## [PROBLEM STATEMENT]
The entries below must be reproduced exactly; their pictures are not part of the copy.

---------- EXERCISE MATERIAL

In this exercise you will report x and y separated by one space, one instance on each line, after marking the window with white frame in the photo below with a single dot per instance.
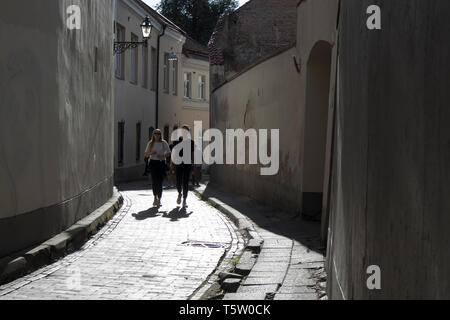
187 84
154 69
166 72
134 61
175 77
144 80
202 87
120 58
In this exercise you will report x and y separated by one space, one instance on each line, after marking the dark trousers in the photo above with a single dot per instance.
158 171
183 172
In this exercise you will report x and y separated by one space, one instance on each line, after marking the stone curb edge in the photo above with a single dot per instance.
27 261
241 221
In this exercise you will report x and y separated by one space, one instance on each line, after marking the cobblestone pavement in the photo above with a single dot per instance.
141 253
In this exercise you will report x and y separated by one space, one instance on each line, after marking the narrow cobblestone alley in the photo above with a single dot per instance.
142 253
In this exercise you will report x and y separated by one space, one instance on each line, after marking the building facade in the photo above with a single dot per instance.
363 140
56 145
148 86
195 104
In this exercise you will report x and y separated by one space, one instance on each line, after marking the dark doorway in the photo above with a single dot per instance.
316 124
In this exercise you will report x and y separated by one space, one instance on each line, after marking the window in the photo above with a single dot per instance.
144 80
154 70
150 133
175 77
138 141
201 87
134 61
166 133
166 72
187 85
121 139
120 58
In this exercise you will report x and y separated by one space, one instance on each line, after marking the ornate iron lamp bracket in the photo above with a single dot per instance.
121 47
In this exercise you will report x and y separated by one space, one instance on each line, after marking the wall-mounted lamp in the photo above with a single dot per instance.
122 46
172 56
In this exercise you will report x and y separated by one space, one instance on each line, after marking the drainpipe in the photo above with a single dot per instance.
157 76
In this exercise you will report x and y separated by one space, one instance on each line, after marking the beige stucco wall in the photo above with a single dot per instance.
195 109
275 96
169 111
133 102
56 118
265 97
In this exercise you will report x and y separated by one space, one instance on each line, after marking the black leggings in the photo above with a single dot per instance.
158 171
183 172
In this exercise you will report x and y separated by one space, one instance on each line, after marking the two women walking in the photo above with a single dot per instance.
158 151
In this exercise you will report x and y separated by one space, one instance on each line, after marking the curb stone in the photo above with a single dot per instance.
29 260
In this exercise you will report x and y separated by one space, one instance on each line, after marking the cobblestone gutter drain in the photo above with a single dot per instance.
202 244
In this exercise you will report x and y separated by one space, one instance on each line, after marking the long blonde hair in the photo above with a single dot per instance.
153 139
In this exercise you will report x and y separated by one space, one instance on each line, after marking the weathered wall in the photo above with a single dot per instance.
252 32
274 95
258 99
170 103
391 175
134 103
55 118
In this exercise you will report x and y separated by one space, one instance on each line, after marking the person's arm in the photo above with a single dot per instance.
147 151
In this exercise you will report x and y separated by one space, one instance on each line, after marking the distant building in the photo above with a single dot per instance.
250 33
56 118
195 104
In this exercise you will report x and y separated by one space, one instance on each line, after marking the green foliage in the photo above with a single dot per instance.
197 17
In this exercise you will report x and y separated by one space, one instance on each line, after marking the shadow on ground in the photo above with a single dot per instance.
271 219
177 213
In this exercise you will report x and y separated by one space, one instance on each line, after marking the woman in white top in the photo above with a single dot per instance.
157 151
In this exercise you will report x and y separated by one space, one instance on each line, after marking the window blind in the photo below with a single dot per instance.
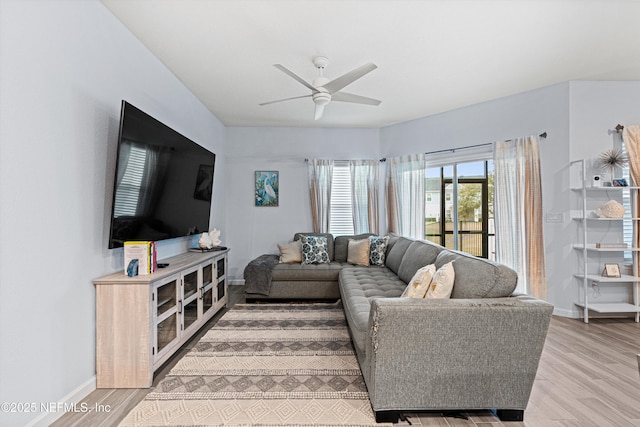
341 219
126 201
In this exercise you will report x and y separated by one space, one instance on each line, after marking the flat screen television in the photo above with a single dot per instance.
163 182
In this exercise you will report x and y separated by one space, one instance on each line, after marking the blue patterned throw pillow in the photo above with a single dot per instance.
377 249
314 250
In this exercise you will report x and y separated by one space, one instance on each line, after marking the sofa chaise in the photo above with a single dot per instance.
478 349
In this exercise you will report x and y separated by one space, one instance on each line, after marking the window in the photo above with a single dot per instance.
464 221
341 216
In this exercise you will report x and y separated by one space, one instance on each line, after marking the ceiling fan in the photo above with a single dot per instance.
323 91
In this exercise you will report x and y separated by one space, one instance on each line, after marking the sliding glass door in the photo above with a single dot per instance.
459 207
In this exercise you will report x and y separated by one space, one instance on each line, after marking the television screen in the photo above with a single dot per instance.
163 182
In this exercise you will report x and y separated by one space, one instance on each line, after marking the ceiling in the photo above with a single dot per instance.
432 55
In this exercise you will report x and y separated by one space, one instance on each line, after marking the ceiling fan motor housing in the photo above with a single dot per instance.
321 97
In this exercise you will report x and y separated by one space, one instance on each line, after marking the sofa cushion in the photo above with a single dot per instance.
307 272
341 246
377 250
441 285
418 254
314 250
396 248
358 253
330 241
478 277
420 282
291 252
359 286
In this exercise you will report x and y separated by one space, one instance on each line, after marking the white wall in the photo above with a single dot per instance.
252 231
66 65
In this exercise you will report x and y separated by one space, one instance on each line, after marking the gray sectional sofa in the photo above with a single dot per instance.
479 349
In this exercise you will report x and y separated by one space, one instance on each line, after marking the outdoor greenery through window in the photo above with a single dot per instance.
459 207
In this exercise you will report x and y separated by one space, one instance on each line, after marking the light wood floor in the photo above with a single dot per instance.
589 375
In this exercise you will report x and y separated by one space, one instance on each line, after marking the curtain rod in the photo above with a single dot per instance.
453 150
381 160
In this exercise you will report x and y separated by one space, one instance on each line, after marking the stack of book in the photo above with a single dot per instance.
145 252
611 245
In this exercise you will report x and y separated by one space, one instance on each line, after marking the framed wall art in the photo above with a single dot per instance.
267 188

--------------------

## [OUTPUT OF THE TASK]
In this exercise you will report x and y separated by one space, one instance on each line, after marking the window with white frame in the photo below with a single dot per instance.
187 84
154 69
166 72
134 61
175 77
144 80
202 87
120 58
In this exercise you will report x and y separated by one space, one instance on each line, after marking the dark trousers in the photo above with a single dot per instance.
158 171
183 172
In this exercise you will report x and y separated by one space, one instance on each line, after marking the stone curb edge in the photo above with a single dot per instance.
27 261
241 221
In this exercise you will report x and y separated by one space, one instance on each line, after marking the cobblestone pavement in the photo above with a single dot per instance.
141 253
In this exercise you will report x and y separated by one space, one instance on each line, after marking the narrow cobblestone alley in the photo above with a single dot per instance.
142 253
In this exercise you will report x and y separated by one space, one instance on each line, after marking the building facade in the photo above with a single dot per instance.
363 140
56 145
148 86
195 104
In this exercise you will report x and y separated by one space, one instance on each line, after marking the dark doorway in the photo above with a single dot per instance.
316 124
In this exercise you will report x and y separated by one space, one instance on each line, after marking the window in the photo above with a single dot per instance.
144 80
154 70
150 133
175 77
138 141
201 87
134 61
166 133
166 72
187 85
121 139
120 58
In this exercise you will report x and y separated by one space, one instance on each line, after marking the ornate iron lamp bracket in the photo above with a single dot per instance.
121 47
In this exercise you will report x and y separated by one space, one instance on each line, after marking the wall-mounted lamp in the photo above with a single dot per instance.
122 46
172 56
In this exercise you will report x and y separated by one space, one instance on each line, after marking the drainpipe in the photo above with a single dot per instance.
157 76
In this exercise you will report x and y separated by one space, one instance on each line, after marking the beige stucco wall in the photo above with a single dot per instance.
195 109
275 96
169 111
133 102
56 118
265 97
In this exercise you will report x and y separated by one space, one instance on each line, after marking the black leggings in the photo above with a single dot per instance.
158 171
183 172
In this exercise you will report x and y separated by one space, one instance on each line, after marking the two women walking in the photo above with a single dot per instance.
158 151
In this exercise you will report x and y separated by one space, one instance on each line, after marking the curb stone in the photo above with a single dot per instance.
29 260
In this exercise you will report x and y separated by one space, one instance on each line, after marking the cobblestone gutter drain in the photo above with a single dot per instance.
202 244
In this exercise you will report x and y separated by one space, one instance on each line, after marking the long blonde hair in the photo above with a single dot per instance.
153 139
In this exercise you will report x and y separated by one space, one instance on each line, after marking the weathered wall in the photo above with a single dot per instance.
252 32
274 95
258 99
170 103
391 175
134 103
55 118
In this exercise you will report x and y separated by one space, one instance on each line, after marking the person's arm in the photo above with a single dot per instance.
147 151
In this exercise you will report x and y separated by one space, one instance on each line, after marking the distant building in the photo above with a single dot per instance.
250 33
56 118
195 104
In this exercise you will report x and y separated by one space, one instance on each line, after marking the green foliage in the photo above with a single dot per instance.
197 17
In this exercise you will report x and y separated by one space, one instance on each line, after marking the shadow on ground in the photo above with a single dot per instance.
271 219
177 213
In this exercise you will report x and y separated by one space, one instance on each line, after marking the woman in white top in the photo above with a single dot per instance.
157 151
In this exercise you will report x and y separated by one space, one instance on each line, after marking the window blind in the photo below with a single dot per instance.
341 219
126 201
In this exercise you will report x and y separated by one space, one instance on each line, after marking the flat screen television in the photo above with a single dot per instance.
163 182
In this exercise you will report x and y separated by one space, one instance on each line, after marking the blue patterned throw pillow in the photo above with a single dot per instance.
377 249
314 250
In this exercise you will report x and y separated by one space, one instance on each line, after marking the sofa chaise in the photo above with a single dot per instance.
478 349
In this exercise you will report x and y separated by one space, one instance on each line, after marking the window in the photo above with a single dot per instance.
464 221
341 216
In this exercise you will report x and y separated by one space, one instance on each line, after marking the ceiling fan in the photo above with a single dot per instance.
323 91
In this exercise you will report x and y separated by one space, one instance on each line, after marking the sliding glass door in the photo above with a single dot per instance.
459 207
In this exercise you will report x and y separated by one space, one instance on each line, after marking the television screen in the photo above with a single dot per instance.
163 182
In this exercise you will report x and y separated by one space, one instance on each line, after marking the ceiling in the photo above with a single dot per instance.
432 55
In this exercise you will report x and y separated by one space, one instance on each line, after marking the ceiling fan motor housing in the photo above with a single dot per instance.
321 97
In this exercise you will report x and y separated by one space, one instance on each line, after marking the sofa cushion in the photo above with a single dot per instance.
307 272
341 246
377 250
441 285
418 254
314 250
396 248
358 253
330 241
478 277
420 282
291 252
359 286
In this exercise you will report x and y separated by one space, one instance on each line, after marking the white wall in the photo above with a single dot per instance.
252 231
66 65
In this exercise you will report x and y separated by one space, one instance on each line, after marking the gray sectional sofa in the photo above with a single dot per instance.
479 349
In this exercise you will report x and y separated by one space, one instance on each line, after marking the outdoor greenery through window in the photo above with a single dot per instance.
459 207
In this exercise you will report x and y separated by one space, one instance on each line, after marking the light wood floor in the photo above with a single dot per instance.
589 375
In this exercise you will report x and y separated by one space, one instance on each line, after marking the curtain rod in the photo above with a single dot per instance.
453 150
381 160
In this exercise you will report x and y separated by one space, one instance on each line, after marking the stack of book in the photo above with a single dot per instance.
145 252
611 245
In this exercise you will report x and y separated by one space, one instance on each line, after marking the framed wall art in the photo above with a single dot per instance.
267 188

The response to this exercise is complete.